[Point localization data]
-- -- --

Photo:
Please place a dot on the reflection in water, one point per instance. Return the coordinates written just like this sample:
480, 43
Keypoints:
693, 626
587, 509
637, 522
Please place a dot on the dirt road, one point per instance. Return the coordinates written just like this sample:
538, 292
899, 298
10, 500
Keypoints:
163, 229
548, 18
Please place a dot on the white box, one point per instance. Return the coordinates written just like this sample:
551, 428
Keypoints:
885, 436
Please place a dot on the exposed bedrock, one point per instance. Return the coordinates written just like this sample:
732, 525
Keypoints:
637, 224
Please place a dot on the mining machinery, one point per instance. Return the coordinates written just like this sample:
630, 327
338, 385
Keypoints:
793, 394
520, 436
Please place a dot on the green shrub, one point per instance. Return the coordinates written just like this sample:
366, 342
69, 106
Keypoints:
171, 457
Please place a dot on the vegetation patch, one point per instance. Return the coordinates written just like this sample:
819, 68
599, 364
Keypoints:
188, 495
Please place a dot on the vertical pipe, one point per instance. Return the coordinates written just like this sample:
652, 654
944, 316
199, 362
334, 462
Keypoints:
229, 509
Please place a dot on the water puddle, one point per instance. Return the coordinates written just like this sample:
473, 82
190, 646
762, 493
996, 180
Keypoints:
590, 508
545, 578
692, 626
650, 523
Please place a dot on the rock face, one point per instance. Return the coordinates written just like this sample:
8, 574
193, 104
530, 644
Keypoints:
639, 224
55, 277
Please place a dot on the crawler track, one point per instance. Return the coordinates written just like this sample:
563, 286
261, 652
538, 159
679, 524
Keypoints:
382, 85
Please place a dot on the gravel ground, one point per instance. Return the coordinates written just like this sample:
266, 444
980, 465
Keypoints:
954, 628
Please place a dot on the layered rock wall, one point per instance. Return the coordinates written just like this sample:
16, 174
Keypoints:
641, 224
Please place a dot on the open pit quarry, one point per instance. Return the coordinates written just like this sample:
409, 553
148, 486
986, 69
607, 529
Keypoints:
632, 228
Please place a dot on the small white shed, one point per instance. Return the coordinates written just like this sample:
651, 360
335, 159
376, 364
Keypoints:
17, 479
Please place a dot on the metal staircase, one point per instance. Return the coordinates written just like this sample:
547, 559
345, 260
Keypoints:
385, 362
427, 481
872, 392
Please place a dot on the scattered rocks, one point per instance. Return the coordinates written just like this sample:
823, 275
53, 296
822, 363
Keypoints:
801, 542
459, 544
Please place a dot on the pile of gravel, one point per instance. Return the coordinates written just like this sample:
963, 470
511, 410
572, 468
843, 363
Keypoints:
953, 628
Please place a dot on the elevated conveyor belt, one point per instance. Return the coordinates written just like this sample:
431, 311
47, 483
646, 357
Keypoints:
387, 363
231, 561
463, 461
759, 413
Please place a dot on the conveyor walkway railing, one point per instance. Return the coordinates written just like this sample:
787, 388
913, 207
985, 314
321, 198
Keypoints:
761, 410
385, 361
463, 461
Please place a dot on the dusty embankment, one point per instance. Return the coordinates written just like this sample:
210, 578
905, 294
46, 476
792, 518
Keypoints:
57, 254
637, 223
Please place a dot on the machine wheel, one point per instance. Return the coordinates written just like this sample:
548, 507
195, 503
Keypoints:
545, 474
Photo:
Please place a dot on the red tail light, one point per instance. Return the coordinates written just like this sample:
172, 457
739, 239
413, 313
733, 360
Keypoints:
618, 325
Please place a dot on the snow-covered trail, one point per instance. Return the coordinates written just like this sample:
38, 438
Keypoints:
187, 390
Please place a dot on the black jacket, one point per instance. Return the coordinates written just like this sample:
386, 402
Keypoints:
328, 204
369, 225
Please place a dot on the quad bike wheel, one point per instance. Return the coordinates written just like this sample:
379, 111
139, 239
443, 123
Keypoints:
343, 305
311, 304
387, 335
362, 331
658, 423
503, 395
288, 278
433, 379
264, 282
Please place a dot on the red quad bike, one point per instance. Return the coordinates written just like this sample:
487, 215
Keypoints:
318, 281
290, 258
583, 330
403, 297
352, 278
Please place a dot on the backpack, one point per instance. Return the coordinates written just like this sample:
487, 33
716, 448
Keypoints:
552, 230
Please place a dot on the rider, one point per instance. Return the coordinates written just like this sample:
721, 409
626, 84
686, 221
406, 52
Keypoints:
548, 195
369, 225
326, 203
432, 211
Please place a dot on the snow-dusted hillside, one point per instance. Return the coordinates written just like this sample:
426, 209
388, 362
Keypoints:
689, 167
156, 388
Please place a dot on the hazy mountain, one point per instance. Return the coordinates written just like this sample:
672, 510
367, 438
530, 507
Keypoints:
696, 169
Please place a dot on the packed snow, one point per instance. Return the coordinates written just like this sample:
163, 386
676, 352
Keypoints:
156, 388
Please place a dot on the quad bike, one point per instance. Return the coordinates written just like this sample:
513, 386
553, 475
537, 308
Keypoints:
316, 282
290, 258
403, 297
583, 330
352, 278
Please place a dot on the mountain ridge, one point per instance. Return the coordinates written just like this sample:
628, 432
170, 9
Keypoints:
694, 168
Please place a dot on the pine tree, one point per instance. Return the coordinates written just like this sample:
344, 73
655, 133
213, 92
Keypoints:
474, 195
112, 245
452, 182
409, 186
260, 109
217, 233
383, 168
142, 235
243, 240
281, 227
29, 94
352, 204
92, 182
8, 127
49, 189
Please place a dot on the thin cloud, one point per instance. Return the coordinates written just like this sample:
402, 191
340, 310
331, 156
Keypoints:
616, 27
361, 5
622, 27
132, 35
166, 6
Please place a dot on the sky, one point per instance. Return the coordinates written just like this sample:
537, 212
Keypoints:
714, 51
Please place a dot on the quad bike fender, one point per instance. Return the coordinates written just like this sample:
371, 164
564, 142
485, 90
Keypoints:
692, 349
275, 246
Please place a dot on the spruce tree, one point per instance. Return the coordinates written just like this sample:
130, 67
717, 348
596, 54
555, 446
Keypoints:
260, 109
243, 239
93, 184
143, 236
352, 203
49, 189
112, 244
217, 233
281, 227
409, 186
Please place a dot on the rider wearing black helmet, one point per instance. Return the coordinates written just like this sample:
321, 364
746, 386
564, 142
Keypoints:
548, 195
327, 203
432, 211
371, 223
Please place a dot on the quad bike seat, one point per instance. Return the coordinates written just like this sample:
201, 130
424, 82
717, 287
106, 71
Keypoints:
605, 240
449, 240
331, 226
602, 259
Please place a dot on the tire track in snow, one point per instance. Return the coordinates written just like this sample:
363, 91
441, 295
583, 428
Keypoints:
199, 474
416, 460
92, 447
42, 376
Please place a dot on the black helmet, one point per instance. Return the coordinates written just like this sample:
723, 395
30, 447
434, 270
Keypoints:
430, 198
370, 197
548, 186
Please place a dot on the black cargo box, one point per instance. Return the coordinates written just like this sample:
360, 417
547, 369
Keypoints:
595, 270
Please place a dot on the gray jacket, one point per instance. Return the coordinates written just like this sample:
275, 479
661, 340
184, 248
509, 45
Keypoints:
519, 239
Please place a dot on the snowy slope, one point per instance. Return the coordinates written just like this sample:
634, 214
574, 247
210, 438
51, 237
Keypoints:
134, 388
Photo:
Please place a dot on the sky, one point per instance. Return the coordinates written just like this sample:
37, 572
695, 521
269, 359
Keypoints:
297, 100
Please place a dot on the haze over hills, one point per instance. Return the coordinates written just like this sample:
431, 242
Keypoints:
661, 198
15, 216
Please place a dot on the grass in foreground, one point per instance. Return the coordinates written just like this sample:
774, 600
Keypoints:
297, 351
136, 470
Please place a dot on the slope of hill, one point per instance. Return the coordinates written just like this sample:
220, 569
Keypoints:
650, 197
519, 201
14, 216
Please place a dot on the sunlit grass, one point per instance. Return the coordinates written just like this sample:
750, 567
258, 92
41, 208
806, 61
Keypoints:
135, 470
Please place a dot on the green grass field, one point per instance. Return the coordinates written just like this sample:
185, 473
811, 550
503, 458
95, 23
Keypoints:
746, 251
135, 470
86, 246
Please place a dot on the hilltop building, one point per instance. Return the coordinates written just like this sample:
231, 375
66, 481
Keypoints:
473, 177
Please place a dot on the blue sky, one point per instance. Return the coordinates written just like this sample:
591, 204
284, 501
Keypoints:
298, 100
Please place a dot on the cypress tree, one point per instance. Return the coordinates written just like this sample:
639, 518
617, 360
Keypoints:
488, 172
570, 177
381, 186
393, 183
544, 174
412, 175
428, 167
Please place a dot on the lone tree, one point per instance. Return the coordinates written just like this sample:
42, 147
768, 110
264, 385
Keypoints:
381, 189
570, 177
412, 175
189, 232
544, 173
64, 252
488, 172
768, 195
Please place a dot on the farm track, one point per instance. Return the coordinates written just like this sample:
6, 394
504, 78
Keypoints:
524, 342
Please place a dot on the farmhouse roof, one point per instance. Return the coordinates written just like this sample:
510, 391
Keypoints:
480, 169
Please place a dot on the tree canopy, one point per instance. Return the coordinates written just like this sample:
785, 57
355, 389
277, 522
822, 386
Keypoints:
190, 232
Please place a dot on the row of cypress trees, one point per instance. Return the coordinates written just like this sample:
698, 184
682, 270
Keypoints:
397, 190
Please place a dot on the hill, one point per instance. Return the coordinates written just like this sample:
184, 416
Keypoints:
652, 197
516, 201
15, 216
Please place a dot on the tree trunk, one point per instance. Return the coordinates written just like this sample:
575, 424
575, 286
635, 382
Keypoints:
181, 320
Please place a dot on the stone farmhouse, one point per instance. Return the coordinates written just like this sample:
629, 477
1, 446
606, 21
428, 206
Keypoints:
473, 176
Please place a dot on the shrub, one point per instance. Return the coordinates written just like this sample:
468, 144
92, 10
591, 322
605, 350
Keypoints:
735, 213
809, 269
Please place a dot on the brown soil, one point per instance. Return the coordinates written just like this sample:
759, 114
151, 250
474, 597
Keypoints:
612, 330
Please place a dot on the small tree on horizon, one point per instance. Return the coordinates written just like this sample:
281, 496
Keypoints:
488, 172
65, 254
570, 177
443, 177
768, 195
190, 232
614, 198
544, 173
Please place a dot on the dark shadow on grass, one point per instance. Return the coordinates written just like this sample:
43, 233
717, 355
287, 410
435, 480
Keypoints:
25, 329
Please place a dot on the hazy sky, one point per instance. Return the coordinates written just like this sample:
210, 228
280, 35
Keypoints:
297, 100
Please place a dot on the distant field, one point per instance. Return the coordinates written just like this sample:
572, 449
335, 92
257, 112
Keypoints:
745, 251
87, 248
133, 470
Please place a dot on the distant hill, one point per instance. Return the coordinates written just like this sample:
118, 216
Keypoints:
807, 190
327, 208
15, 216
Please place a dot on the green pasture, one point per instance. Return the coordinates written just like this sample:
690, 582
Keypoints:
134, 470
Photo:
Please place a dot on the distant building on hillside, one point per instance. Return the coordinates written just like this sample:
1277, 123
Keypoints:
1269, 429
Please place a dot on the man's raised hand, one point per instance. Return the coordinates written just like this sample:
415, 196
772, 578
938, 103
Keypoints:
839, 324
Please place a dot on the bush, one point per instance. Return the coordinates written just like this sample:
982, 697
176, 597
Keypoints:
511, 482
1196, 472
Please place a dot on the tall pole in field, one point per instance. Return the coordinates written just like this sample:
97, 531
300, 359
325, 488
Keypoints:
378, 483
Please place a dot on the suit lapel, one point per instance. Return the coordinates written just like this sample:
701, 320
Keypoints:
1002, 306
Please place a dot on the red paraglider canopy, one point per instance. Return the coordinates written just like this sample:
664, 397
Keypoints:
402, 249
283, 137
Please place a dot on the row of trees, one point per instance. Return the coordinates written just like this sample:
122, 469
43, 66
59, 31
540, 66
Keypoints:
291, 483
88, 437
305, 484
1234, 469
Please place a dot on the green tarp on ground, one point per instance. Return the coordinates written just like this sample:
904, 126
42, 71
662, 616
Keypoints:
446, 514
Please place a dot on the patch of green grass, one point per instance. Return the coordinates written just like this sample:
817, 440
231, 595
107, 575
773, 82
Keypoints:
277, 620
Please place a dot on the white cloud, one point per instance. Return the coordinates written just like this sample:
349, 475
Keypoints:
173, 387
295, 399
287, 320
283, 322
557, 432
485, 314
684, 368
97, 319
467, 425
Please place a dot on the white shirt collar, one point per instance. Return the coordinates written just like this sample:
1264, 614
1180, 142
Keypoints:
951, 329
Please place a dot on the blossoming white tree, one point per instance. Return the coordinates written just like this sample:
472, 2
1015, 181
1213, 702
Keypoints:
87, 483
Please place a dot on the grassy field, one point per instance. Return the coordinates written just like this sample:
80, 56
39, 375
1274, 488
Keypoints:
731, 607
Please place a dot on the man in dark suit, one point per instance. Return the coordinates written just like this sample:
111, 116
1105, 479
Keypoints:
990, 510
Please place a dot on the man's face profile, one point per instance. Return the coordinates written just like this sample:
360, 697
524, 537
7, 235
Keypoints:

-- -- --

Where a line in the records above contains "conveyor", include it in the count, and give only that number.

2